## Article
━━━━━━━━━━━━━━━━
Oh so sweet. They're all cute.


----------



## CM Katie (Sep 28, 2005)

Very cute :love5: I love her little paws!!
And the picture of the little cream pup laying on its back is sooo cute!!!!


----------



## ola amigo (Jan 11, 2008)

sarah, your very lucky, My chi Amigo looks just like your zero.
He is to be a dad next weekend if all goes to plan, but unfortunately, as you know he is in the vets at the moment. Where in London do you live, I used to live there but moved to the seaside five years go.


----------



## *Sarah* (Apr 19, 2005)

I live in Surrey, but it's classed as London these days lol. I don't think I've seen any photo's of your boy? I do hope he makes a swift recovery.


----------



## Harley Ridin Chopper (Nov 8, 2007)

WOW!!! What an amazing color. Congraduations on that beautiful baby. Can't wait to see more pictures.


----------



## PrincessLola2 (Apr 10, 2008)

I love the color, that little nose is so cute. I love baby puppies, they are so adorable.


----------



## BellaLina's Mom (Mar 16, 2007)

Awwwwwwwwwwwwwwwwwwwwwwwwwwwwwwwwwwwwwwwwwwwwwwwwwwwwwwwwwwwwww...........Congratulations! Absolutely gorgeous and cute.


----------



## nursemel (May 10, 2008)

well, "My" she is so cute!!!!!!!!! I miss baby chis, heck, baby puppies and kittens and all animals! But they are hard work! I am excited for you!


----------



## pompom (Oct 1, 2007)

Beautiful! Her and Zero will make a great pair!


----------



## Rah (May 3, 2007)

Aww, no more Disney names? It could have been Disney Princess time! xD 

MULAN 

Mai is a gorgeous name though - congrats on your new baby!
━━━━━━━━━━━━━━━━
## Records for the exercise

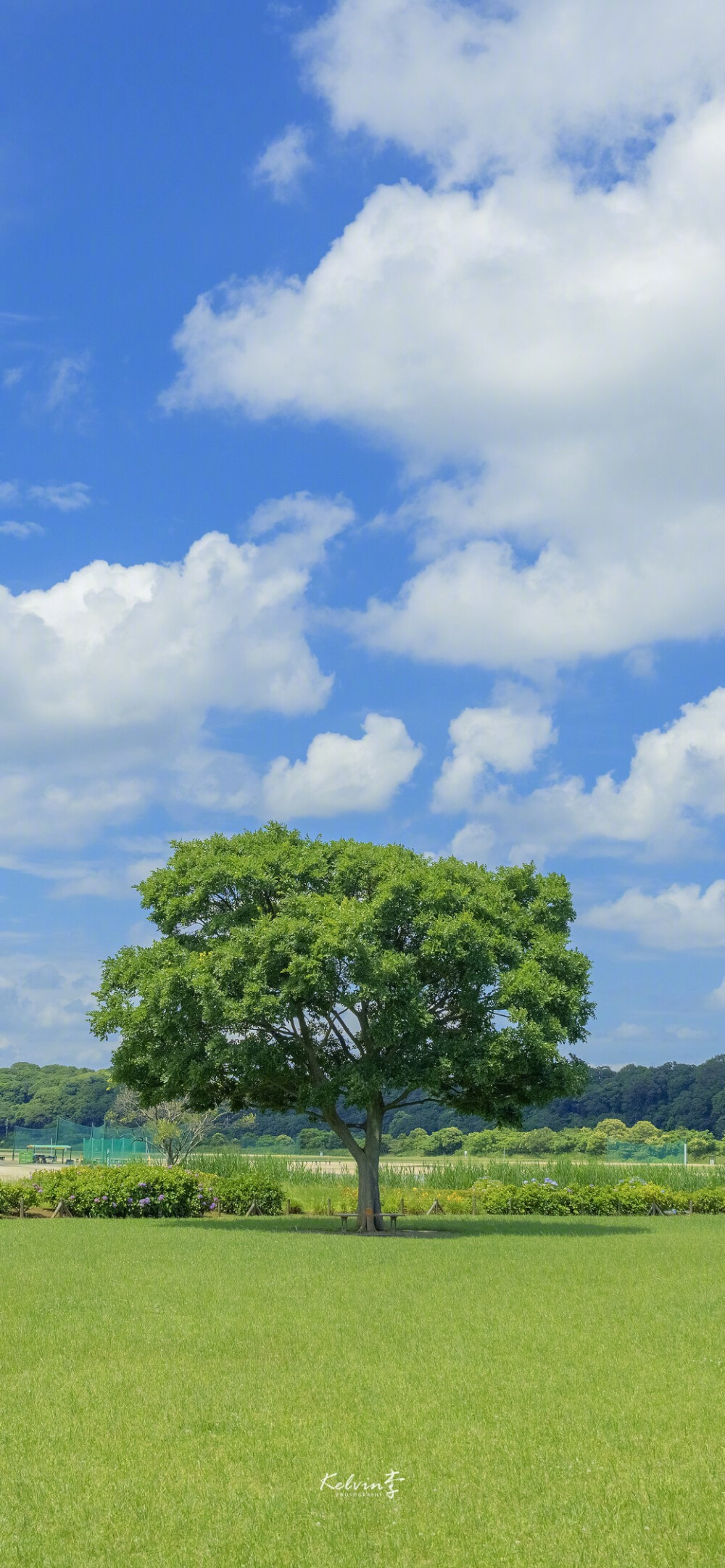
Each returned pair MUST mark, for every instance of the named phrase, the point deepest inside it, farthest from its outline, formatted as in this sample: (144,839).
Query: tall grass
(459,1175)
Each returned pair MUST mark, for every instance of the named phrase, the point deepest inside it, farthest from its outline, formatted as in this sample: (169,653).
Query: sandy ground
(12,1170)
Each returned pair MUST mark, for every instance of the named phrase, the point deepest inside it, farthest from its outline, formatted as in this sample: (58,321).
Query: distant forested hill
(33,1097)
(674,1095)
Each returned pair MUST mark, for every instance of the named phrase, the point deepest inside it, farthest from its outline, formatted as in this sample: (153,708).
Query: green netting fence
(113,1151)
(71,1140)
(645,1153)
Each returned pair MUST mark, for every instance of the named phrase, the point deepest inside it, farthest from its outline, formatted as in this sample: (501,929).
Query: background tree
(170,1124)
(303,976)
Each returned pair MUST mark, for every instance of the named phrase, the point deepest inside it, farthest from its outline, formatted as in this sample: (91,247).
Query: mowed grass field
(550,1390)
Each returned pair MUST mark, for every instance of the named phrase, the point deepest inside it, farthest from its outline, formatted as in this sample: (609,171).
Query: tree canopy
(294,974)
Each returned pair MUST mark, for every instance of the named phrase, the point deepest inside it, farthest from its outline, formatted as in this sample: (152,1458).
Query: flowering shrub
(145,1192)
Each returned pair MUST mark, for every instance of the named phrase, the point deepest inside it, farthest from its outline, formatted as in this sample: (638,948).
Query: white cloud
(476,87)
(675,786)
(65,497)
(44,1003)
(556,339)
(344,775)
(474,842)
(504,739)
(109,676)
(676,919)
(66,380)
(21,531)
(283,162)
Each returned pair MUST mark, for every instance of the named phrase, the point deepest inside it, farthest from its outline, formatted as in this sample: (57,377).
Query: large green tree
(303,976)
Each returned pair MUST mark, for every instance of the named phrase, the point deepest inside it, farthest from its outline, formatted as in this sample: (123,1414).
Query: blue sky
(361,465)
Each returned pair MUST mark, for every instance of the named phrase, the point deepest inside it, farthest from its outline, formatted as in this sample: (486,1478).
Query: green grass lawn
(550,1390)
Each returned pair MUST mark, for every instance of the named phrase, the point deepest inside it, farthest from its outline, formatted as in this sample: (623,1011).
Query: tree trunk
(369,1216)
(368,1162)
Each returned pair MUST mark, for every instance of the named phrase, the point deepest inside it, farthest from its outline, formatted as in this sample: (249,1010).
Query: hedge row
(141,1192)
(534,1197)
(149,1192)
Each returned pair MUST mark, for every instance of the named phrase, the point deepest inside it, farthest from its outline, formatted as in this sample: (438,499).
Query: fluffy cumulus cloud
━━━━━━━━━━━━━━━━
## Problem set
A) Using the thread, answer each question briefly:
(i) Where does *Sarah* say she lives?
(ii) According to ola amigo, where did the poster move five years ago?
(iii) What name does Rah call gorgeous?
B) Reproduce, word for word, the stretch of the entries from the line that contains "this sample: (623,1011)." through the end of the entries.

## The solutions
A)
(i) Surrey, which is classed as London these days.
(ii) To the seaside.
(iii) Mai.

B)
Each returned pair MUST mark, for every instance of the named phrase, the point deepest inside it, farthest from its outline, formatted as in this sample: (623,1011).
Query: tree trunk
(369,1216)
(368,1162)
Each returned pair MUST mark, for every instance of the named phrase, the point deepest inside it, farthest from its outline, formatted as in this sample: (249,1010).
Query: hedge row
(141,1192)
(534,1197)
(149,1192)
Each returned pair MUST mark, for every instance of the named phrase, the point deepest inside it, farthest from its outline, formatted as in this sample: (438,499).
Query: fluffy cumulus cloud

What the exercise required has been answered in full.